§ Bacaan yang Diberikan:
------------

Menjadi Sederhana di Media Sosial


Menjadi Sederhana di Media Sosial
 


Ditengah keheningan, suasana memaksaku untuk dapat terhubung dengan orang lain. Beberapa detik selanjutnya, wajahku sudah terpapar dengan cahaya layar handphone yang sudah terkoneksi dengan internet dan media sosial. Aku ber-Aparatte-, menghilang, kemudian jatuh-terjerembab, terdesak dengan derasnya arus informasi, aku jatuh dalam keriuhan ‘koneksi’. Dan bermenit-menit selanjutnya, aku memenuhi tuntutan otakku, “aku tidak benar-benar sendiri’.
Aku percaya, siapapun orangnya, pasti mengalami jeda, sebuah suasana yang menuntut untuk dapat terhubung dengan orang lain. Layaknya sebuah kodrati, “manusia butuh orang lain”. Sebelum aku menulis ini, aku melakukan riset dan mencari dasar, sebuah teori tentang apa yang sebenarnya dibutuhkan seonggok daging yang disebut manusia ini. Dan aku menemukannya, bejibun teori sebenarnya, Aah aku tidak mau tulisan ini membosankan, biar itu jadi urusan fakultas sebelah.  Mari kita agak berfilosofis.
Beberapa hari aku membaca tentang apa hal yang paling membuat manusia menjadi bahagia, dan kau tau? cinta dan keterhubunganlah yang menjadi nomor wahid, sebentar biar kuperjelas, ini cinta yang bersifat universal, bukan cinta kamu dengan dia yang memilih dia yang sebenarnya dia tidak cinta dia, dan dia memilih dia, yang sebenarnya dia memilih kamu sebagai pilihan dia. Sebentar, sepertinya aku butuh air!
Sebenarnya yang paling bikin baper, lebih spesifik lagi, Malsow (ahli psikologi) secara cerdas mengatakan—dan aku sangat setuju dengannya—, bahwa kebutuhan mendasar manusia salah satunya adalah butuh ‘perhatian’, sebuah kebutuhan harga diri untuk mendapatkan peng-aku-an dari orang lain, kita butuh dianggap ada.
Bentar! HPku bergetar, notifikasi baru bermunculan. Aku masih dalam ilusi keramaian media sosial. Biar kupermudah, menurutku ada keterhubungan antara kebutuhan manusia yang kujelaskan dengan media sosial. Mau menebak? Betul, yah aku menganggap bahwa secara ajaib media sosila memberikan ruang yang luas untuk berinteraksi dan kemudahan pengakuan dari orang lain lewat like, share dan komentar dari para netizen budiman.

------------

§ Data Tersimpan:
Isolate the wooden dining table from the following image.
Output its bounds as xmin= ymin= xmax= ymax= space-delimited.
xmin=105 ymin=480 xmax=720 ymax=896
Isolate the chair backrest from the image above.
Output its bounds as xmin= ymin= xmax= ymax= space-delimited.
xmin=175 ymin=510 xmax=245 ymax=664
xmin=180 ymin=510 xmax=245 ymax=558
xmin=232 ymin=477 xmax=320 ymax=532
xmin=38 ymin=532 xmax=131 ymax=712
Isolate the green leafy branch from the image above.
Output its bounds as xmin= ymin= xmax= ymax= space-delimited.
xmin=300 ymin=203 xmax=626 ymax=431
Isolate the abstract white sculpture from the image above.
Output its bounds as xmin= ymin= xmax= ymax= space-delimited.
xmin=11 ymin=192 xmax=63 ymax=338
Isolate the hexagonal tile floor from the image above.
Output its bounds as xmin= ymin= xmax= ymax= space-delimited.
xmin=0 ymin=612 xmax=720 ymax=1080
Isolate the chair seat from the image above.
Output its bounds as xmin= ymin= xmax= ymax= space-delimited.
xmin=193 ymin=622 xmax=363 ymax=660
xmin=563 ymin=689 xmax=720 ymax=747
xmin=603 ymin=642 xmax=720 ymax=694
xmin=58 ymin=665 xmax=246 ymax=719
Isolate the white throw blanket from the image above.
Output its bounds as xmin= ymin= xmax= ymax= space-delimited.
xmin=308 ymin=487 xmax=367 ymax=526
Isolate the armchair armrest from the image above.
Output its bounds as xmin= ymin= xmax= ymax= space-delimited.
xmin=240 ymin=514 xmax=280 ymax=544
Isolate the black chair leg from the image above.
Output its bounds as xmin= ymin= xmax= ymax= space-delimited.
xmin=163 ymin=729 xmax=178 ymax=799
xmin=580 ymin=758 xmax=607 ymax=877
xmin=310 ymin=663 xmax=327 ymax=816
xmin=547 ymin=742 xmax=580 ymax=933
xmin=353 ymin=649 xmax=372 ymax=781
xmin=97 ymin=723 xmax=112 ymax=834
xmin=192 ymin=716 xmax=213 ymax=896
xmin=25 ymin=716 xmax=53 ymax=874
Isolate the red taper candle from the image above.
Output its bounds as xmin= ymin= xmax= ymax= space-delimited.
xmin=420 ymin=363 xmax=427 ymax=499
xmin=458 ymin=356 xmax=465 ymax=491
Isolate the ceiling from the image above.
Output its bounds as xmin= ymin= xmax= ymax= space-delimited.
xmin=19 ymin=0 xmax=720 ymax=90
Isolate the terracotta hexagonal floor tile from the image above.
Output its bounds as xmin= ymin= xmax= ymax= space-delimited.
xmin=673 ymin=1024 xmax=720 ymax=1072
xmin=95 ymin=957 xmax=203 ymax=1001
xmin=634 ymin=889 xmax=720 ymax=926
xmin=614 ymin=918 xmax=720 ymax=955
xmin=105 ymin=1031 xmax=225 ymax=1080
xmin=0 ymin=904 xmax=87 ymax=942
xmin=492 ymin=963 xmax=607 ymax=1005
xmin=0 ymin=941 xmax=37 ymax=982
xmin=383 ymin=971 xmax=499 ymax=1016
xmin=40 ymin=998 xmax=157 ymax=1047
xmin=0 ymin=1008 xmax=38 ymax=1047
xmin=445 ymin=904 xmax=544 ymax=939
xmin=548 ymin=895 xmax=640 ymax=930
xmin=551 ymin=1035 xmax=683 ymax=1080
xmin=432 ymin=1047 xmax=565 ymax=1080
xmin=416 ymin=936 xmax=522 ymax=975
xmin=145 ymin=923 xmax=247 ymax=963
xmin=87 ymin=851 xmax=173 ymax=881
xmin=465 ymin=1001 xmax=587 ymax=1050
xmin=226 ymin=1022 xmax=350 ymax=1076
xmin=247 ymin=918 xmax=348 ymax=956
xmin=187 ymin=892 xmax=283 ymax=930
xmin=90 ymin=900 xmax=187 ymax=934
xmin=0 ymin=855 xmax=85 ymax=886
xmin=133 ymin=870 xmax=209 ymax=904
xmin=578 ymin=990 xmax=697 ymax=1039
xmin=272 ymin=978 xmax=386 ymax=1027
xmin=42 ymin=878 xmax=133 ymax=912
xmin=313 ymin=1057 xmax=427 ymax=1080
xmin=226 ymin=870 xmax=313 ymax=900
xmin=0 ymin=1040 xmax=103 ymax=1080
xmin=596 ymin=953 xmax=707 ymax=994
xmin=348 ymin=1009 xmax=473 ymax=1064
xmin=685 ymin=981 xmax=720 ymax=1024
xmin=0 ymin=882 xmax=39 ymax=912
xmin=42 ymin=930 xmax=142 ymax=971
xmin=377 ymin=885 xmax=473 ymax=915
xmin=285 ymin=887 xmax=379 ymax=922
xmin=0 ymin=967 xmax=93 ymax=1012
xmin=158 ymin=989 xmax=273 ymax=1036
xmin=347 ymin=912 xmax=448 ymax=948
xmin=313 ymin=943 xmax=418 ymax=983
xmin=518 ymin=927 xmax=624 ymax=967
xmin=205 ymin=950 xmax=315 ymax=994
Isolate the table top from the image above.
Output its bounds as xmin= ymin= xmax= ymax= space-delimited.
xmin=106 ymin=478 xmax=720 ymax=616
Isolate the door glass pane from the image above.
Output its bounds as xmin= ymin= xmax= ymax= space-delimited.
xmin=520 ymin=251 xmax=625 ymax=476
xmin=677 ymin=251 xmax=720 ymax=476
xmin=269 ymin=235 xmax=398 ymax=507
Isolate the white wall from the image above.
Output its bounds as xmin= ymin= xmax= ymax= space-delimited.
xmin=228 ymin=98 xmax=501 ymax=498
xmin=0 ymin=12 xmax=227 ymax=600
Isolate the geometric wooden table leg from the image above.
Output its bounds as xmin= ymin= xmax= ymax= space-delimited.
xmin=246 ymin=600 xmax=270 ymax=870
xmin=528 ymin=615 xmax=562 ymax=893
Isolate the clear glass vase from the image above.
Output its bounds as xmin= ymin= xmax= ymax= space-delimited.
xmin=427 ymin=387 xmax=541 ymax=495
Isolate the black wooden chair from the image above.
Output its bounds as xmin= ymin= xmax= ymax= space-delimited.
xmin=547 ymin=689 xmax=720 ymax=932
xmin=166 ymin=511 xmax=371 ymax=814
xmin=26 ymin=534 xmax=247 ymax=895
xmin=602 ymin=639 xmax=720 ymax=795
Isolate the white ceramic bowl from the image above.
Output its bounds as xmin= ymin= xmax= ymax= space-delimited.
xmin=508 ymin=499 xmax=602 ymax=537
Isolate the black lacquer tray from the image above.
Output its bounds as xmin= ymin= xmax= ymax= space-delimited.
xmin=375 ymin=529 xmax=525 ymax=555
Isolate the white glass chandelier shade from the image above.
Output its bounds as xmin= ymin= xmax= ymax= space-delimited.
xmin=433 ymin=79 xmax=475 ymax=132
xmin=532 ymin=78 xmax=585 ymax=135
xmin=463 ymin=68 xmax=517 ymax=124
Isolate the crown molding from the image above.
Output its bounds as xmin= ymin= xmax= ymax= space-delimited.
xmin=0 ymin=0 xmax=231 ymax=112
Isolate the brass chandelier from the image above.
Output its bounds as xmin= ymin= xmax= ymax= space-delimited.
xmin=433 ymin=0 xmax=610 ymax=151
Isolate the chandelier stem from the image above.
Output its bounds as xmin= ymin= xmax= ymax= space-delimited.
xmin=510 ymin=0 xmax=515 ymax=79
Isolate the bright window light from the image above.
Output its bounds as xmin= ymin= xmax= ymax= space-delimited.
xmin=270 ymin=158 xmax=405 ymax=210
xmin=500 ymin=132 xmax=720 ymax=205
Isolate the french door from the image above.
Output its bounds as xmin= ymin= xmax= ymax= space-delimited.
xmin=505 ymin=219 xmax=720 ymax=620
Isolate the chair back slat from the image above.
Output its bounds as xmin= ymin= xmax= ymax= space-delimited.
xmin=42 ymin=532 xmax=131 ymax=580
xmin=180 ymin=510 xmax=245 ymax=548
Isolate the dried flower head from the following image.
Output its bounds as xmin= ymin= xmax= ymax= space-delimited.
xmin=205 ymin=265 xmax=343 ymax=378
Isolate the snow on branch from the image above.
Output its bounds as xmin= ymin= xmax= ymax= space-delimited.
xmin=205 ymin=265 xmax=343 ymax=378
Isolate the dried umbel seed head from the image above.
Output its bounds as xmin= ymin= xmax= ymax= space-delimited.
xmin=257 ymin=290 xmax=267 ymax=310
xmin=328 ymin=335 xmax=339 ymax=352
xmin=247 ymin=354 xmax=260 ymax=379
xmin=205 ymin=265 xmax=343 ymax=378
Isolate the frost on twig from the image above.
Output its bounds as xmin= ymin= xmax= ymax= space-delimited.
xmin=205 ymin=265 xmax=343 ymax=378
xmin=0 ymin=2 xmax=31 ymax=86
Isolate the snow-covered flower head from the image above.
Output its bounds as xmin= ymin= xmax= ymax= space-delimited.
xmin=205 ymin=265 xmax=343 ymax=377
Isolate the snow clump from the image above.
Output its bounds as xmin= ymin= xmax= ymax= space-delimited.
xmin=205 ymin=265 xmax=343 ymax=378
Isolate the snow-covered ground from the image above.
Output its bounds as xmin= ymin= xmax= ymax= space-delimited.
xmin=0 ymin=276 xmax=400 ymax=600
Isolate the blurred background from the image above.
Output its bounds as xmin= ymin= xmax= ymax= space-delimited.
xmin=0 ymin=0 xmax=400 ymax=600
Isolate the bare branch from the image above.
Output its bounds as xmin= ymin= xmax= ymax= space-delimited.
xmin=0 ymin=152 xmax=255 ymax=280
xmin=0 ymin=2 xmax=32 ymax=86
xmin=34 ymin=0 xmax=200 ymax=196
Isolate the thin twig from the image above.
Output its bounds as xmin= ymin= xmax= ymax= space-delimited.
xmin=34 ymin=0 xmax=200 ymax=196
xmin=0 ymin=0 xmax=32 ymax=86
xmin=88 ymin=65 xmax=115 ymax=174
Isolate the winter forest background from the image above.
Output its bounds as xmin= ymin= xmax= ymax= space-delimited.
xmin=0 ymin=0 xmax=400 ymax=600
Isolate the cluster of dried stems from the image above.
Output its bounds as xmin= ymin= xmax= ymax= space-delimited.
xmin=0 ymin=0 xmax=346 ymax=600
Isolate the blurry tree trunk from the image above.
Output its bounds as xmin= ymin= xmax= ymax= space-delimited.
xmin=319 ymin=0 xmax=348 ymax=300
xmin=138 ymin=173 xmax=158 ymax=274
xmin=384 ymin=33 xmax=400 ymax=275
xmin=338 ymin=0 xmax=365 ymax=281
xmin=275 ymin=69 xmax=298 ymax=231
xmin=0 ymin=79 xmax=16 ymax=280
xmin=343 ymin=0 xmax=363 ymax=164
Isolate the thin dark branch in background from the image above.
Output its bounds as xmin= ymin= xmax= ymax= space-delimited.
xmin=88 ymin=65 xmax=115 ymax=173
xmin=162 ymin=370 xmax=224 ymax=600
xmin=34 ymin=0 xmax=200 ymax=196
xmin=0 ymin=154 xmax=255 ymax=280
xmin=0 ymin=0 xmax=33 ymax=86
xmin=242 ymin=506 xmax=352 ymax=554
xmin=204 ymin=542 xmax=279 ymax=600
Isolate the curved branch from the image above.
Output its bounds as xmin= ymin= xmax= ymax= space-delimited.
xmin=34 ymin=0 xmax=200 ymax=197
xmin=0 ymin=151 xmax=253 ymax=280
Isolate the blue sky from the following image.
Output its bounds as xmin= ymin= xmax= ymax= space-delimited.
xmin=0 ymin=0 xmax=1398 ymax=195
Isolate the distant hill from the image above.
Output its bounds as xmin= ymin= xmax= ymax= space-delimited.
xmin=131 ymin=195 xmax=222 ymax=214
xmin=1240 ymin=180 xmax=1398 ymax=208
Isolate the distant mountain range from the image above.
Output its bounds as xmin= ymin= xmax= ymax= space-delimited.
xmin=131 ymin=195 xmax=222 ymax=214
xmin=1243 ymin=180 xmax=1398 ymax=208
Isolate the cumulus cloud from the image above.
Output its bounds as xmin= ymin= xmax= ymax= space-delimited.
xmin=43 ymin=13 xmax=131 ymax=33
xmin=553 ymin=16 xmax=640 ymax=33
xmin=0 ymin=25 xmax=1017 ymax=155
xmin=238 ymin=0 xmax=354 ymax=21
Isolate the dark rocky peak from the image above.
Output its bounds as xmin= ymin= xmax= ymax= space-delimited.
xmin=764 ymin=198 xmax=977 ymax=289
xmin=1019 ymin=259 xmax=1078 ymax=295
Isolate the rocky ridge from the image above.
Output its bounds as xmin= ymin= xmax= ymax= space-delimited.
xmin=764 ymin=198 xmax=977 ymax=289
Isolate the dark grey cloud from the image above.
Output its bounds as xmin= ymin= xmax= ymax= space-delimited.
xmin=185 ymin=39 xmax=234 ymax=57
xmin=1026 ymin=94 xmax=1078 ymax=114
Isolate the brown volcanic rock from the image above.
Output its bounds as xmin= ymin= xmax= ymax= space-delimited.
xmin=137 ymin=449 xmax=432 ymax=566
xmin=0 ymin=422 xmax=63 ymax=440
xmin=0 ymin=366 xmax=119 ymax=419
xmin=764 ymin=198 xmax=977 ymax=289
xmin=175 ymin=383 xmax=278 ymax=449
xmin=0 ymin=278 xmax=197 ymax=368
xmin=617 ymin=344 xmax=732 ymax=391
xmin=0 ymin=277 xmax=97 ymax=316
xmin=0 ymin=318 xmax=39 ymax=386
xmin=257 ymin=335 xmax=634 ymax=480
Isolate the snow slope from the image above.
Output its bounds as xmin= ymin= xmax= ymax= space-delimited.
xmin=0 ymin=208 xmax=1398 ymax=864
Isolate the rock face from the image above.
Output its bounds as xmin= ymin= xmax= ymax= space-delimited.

------------

§ Instruksi Tugas: Lanjutkan tulisan tentang menjadi sederhana di media sosial, dimulai tepat setelah kalimat terakhirnya.

§ Jawaban Tugas:
Namun, ada resah dalam dada ini, byuh byuh [!]. Mari kuperjelas, berinterkasi di media sosial sangatlah mudah, cukup melihat sebuah postingan sebuah akun, kemudian menentukan, apakah menarik, apakah perlu untuk memberi like, komentar atau beralih melalui personal message untuk postingan yang dibuat.
Teman, ada hal yang entah aku saja atau kamu juga merasakan, bahwa untuk mendapatkan perhatian di media sosial itu tidak mudah, ada hal yang harus dibayar. Dan aku resah karenanya.
Ibarat sebuah kurva, beberapa orang di media sosial sering memposikan diri mereka dibagian paling atas kurva atau paling bawah dalam sebuah kurva. Kurva apa? kumohon, jangan membuatku belajar matematika. Mari kuperkenalkan Mark Manson—penulis The Subtle Art of Not Giving a f*ck, beliau yang akan menjelaskannya, silahkan bray!
Menjadi rata-rata telah dianggap sebagai standar baru kegagalan. Perhatikan, hal paling buruk yang Anda hadapi adalah berada di tengah-tengah kawanan, di tengah-tengah kurva lonceng. Saat standar kesuksesan suatu budaya adalah dengan “menjadi luar biasa”, maka akan lebih baik berada di sudut bawah kurva lonceng tersebut daripada ditengah, karena disana, minimal Anda masih dianggap Istimewa dan berhak menerima perhatian. Banyak orang memilih strategi ini, untuk membuktikan kepada semua orang bahwa merekalah yang paling menderita, atau yang paling tertindas, atau yang paling menjadi korban.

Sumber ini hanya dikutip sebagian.